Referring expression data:
- Opening Delimiter -
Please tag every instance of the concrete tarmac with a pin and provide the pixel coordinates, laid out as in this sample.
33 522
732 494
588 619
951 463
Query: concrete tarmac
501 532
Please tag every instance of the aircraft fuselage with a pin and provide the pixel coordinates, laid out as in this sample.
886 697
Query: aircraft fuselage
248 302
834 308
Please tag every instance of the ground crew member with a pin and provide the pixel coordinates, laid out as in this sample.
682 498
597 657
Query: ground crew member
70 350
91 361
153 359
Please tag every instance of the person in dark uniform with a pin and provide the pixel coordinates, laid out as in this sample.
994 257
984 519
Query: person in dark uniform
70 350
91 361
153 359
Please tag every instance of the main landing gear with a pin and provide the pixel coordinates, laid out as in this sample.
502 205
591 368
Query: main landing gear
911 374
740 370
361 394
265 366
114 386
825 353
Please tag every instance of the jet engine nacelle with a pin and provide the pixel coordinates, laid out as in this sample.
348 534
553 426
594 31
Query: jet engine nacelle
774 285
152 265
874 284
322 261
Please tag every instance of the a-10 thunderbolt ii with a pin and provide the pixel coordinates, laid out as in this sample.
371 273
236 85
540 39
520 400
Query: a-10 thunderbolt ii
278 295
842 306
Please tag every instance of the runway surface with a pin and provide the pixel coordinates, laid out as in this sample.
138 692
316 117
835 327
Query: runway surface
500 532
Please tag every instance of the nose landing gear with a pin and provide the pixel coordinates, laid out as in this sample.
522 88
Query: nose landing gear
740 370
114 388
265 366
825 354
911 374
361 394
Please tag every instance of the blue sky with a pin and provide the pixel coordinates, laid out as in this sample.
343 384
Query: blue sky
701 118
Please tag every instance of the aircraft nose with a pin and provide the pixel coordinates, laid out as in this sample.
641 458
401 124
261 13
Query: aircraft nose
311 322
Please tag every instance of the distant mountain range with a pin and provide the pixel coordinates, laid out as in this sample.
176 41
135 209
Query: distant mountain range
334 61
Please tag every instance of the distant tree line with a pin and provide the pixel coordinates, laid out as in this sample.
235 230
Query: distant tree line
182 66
- Closing Delimiter -
**BRIEF:** Retype each record, matching it exactly.

**WRITTEN SOLUTION:**
Please tag every instance of the concrete tarmac with a pin and provide the pixel coordinates, laid out as in this sample.
33 522
732 494
588 619
951 463
Query: concrete tarmac
501 532
Please tag every instance of the aircraft fuselage with a pin and provide the pixel coordinates, laid out as in this sample.
886 697
Query: aircraft fuselage
248 302
834 308
Please tag every instance of the ground crew member with a pin and provide the pixel coordinates, laid out as in this sample.
682 498
597 657
Query: ground crew member
70 350
91 361
153 359
Please tag every instance of the person in dark uniform with a pin and provide the pixel coordinates, laid out as in this sample.
994 257
984 519
Query: person in dark uniform
70 350
91 361
153 359
Please tag every instance of the main landing gear with a pin and provide the pixel coordinates, laid out as in this sample.
502 205
591 368
Query: main landing gear
911 374
740 370
361 394
265 366
114 386
825 353
Please tag every instance of the jet engine nacelle with a pin and provide the pixel coordinates, laid out as in this sample.
348 534
553 426
594 31
Query: jet engine nacelle
774 285
152 265
874 284
322 261
Please tag every instance of the a-10 thunderbolt ii with a pin and provide the pixel coordinates, laid out as in this sample.
371 273
236 85
540 39
520 400
Query: a-10 thunderbolt ii
278 295
842 306
Please tag every instance of the runway surface with a pin and provide the pixel coordinates, laid out as in this sample.
138 692
316 117
835 327
Query: runway surface
500 532
Please tag every instance of the nose landing gear with a pin and provide the pixel coordinates, laid out as in this sample.
522 88
Query: nose landing gear
740 370
114 388
265 366
825 354
911 374
361 394
Please tag every instance of the blue sky with a pin and provide the pixel coordinates, laid out as in this sample.
343 384
Query: blue sky
701 118
Please tag every instance of the aircraft nose with a pin and provide the pixel coordinates, laid out as in this sample.
641 458
401 124
261 13
Query: aircraft nose
311 322
Please tag every instance of the distant mountain range with a pin and provide the pixel coordinates, laid out as in this sample.
176 41
135 209
Query: distant mountain range
334 61
Please tag every instance of the distant tree line with a pin and provide the pixel coordinates, laid out as in this sample.
235 230
Query: distant tree line
182 66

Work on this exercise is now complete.